▸ EXERCISE DETAILS: Output, with no changes, the span of lines that opens with the line containing "point: the front lawn, one" and closes with the last line.

-------- EXTRACTED ENTRIES

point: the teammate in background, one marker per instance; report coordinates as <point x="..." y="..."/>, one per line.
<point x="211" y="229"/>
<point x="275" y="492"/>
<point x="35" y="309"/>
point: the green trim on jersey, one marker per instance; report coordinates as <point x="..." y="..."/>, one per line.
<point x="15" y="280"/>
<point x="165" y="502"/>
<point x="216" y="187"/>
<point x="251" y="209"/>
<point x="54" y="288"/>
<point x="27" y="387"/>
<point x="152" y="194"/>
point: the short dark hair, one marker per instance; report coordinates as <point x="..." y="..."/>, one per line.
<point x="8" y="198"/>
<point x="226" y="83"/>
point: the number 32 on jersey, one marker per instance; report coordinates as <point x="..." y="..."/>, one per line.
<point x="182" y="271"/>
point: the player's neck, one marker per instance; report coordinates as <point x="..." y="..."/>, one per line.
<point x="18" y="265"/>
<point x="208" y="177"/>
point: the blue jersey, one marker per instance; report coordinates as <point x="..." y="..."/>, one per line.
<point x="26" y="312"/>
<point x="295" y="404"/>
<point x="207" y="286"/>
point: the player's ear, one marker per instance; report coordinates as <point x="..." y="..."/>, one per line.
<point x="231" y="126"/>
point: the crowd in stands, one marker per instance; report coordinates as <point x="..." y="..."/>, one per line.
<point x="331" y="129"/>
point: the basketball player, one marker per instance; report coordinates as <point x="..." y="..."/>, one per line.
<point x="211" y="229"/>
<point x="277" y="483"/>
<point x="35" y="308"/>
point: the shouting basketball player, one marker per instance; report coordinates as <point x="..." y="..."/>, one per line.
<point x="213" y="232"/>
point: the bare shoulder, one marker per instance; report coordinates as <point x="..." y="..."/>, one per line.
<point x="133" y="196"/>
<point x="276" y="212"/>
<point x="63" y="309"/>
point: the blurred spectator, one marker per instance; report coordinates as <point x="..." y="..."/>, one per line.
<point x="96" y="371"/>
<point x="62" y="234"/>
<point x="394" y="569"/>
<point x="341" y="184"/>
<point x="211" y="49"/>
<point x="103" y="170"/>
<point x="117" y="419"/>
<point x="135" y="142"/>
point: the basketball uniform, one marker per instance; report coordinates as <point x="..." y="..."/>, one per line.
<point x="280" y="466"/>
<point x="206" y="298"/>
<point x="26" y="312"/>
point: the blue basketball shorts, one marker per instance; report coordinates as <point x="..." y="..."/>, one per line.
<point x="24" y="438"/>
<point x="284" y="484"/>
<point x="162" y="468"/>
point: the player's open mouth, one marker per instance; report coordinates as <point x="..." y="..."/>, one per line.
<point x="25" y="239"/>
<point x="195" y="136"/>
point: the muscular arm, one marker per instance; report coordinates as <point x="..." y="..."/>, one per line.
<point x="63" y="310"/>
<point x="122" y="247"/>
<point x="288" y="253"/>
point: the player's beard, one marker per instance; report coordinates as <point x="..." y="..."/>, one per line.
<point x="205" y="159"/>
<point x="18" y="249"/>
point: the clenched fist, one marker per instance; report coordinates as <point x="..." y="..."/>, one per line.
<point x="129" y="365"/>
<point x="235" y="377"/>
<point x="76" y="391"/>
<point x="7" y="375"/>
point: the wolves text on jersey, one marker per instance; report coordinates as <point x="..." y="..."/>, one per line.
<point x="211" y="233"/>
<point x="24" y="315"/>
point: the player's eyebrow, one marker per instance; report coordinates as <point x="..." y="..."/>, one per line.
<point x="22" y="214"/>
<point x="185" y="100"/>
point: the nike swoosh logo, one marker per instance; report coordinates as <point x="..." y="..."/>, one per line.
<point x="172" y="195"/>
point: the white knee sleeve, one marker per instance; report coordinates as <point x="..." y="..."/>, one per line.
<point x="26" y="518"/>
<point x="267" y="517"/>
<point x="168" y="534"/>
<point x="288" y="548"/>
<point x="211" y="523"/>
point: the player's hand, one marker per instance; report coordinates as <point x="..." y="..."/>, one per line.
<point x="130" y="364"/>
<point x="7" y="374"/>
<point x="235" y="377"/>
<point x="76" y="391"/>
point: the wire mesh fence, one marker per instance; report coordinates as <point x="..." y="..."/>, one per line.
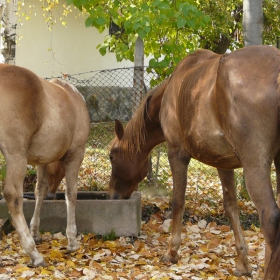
<point x="115" y="94"/>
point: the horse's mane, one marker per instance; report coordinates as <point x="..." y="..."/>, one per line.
<point x="134" y="137"/>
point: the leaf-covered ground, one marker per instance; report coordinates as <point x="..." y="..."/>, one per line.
<point x="207" y="250"/>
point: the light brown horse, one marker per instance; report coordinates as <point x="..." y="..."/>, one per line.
<point x="55" y="172"/>
<point x="222" y="110"/>
<point x="40" y="122"/>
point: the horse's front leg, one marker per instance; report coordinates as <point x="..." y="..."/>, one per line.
<point x="71" y="172"/>
<point x="13" y="193"/>
<point x="179" y="165"/>
<point x="257" y="175"/>
<point x="243" y="266"/>
<point x="40" y="193"/>
<point x="277" y="167"/>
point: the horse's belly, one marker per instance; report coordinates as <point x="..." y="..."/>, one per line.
<point x="49" y="146"/>
<point x="213" y="150"/>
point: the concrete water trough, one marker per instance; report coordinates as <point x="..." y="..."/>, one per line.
<point x="95" y="213"/>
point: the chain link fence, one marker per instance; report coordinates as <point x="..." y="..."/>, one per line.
<point x="115" y="94"/>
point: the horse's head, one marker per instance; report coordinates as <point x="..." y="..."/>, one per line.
<point x="129" y="167"/>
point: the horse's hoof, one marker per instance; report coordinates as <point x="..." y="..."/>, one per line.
<point x="39" y="262"/>
<point x="172" y="256"/>
<point x="239" y="273"/>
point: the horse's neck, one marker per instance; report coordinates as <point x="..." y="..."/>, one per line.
<point x="154" y="133"/>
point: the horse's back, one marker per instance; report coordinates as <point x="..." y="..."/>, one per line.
<point x="215" y="102"/>
<point x="38" y="119"/>
<point x="188" y="114"/>
<point x="247" y="98"/>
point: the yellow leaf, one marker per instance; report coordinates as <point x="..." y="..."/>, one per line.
<point x="70" y="264"/>
<point x="22" y="269"/>
<point x="46" y="272"/>
<point x="55" y="255"/>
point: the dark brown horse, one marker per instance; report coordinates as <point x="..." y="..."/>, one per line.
<point x="40" y="122"/>
<point x="222" y="110"/>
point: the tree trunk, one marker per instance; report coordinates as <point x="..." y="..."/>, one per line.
<point x="138" y="78"/>
<point x="8" y="32"/>
<point x="252" y="22"/>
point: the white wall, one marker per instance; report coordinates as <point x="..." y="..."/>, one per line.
<point x="73" y="48"/>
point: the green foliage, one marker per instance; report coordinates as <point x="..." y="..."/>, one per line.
<point x="171" y="29"/>
<point x="166" y="27"/>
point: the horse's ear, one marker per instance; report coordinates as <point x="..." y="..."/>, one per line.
<point x="119" y="129"/>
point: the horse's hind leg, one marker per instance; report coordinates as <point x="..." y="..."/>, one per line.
<point x="277" y="167"/>
<point x="71" y="173"/>
<point x="13" y="193"/>
<point x="55" y="174"/>
<point x="231" y="208"/>
<point x="40" y="193"/>
<point x="179" y="166"/>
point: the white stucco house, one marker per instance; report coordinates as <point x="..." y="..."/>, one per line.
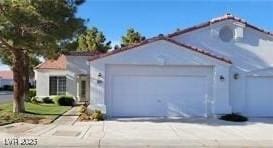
<point x="6" y="78"/>
<point x="221" y="66"/>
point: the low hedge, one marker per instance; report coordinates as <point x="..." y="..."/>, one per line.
<point x="64" y="100"/>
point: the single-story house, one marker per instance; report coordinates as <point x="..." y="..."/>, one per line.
<point x="6" y="78"/>
<point x="221" y="66"/>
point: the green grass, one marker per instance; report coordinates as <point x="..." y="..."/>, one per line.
<point x="34" y="113"/>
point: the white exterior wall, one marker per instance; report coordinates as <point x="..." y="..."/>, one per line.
<point x="4" y="82"/>
<point x="76" y="65"/>
<point x="250" y="54"/>
<point x="161" y="53"/>
<point x="42" y="80"/>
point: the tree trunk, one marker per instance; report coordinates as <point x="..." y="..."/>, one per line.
<point x="18" y="73"/>
<point x="26" y="76"/>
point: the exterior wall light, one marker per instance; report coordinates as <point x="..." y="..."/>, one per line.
<point x="222" y="78"/>
<point x="236" y="76"/>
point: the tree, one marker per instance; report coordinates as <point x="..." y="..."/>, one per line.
<point x="93" y="40"/>
<point x="131" y="37"/>
<point x="35" y="28"/>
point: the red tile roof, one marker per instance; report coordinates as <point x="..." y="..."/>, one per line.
<point x="192" y="48"/>
<point x="228" y="16"/>
<point x="8" y="74"/>
<point x="59" y="63"/>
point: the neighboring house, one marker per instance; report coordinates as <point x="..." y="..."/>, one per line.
<point x="224" y="65"/>
<point x="6" y="78"/>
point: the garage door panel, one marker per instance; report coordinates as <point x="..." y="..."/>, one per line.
<point x="158" y="95"/>
<point x="259" y="96"/>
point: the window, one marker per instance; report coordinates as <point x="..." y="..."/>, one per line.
<point x="57" y="85"/>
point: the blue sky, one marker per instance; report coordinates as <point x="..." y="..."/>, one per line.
<point x="153" y="17"/>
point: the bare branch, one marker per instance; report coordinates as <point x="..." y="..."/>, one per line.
<point x="5" y="43"/>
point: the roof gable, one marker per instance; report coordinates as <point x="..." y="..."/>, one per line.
<point x="60" y="63"/>
<point x="216" y="20"/>
<point x="151" y="40"/>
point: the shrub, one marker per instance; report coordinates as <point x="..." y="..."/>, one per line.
<point x="32" y="93"/>
<point x="47" y="100"/>
<point x="234" y="117"/>
<point x="64" y="100"/>
<point x="97" y="116"/>
<point x="34" y="100"/>
<point x="84" y="113"/>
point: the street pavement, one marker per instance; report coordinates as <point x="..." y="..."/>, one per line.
<point x="143" y="132"/>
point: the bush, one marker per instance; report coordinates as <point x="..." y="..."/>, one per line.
<point x="47" y="100"/>
<point x="234" y="117"/>
<point x="84" y="113"/>
<point x="32" y="93"/>
<point x="34" y="100"/>
<point x="64" y="100"/>
<point x="97" y="116"/>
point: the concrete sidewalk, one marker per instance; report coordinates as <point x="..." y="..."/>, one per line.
<point x="147" y="133"/>
<point x="68" y="118"/>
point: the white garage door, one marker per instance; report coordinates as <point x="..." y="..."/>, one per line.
<point x="158" y="91"/>
<point x="259" y="95"/>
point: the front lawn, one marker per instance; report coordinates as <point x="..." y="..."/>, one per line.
<point x="35" y="113"/>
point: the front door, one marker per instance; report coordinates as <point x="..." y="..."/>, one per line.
<point x="83" y="94"/>
<point x="83" y="90"/>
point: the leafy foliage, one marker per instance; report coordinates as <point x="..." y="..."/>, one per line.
<point x="131" y="37"/>
<point x="93" y="40"/>
<point x="64" y="100"/>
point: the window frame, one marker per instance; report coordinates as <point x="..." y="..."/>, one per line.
<point x="59" y="84"/>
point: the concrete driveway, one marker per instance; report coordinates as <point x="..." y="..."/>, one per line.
<point x="147" y="133"/>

----------------

▸ EXERCISE ANSWER:
point: the front lawn, one marker per instance; report coordinates as <point x="..." y="..."/>, one per line.
<point x="35" y="113"/>
point: the front door, one marker per instance; report coordinates as <point x="..." y="..."/>, one per line.
<point x="83" y="94"/>
<point x="83" y="90"/>
point: the leafy foliage, one marker per instance; report coordinates as <point x="..." y="..."/>, one per line.
<point x="131" y="37"/>
<point x="93" y="40"/>
<point x="64" y="100"/>
point: the window frame, one marker per instance; report coordinates as <point x="..." y="..."/>, one per line.
<point x="59" y="84"/>
point: the concrete driveway, one marker per instance; report coordinates as <point x="..." y="..."/>, one per line.
<point x="147" y="133"/>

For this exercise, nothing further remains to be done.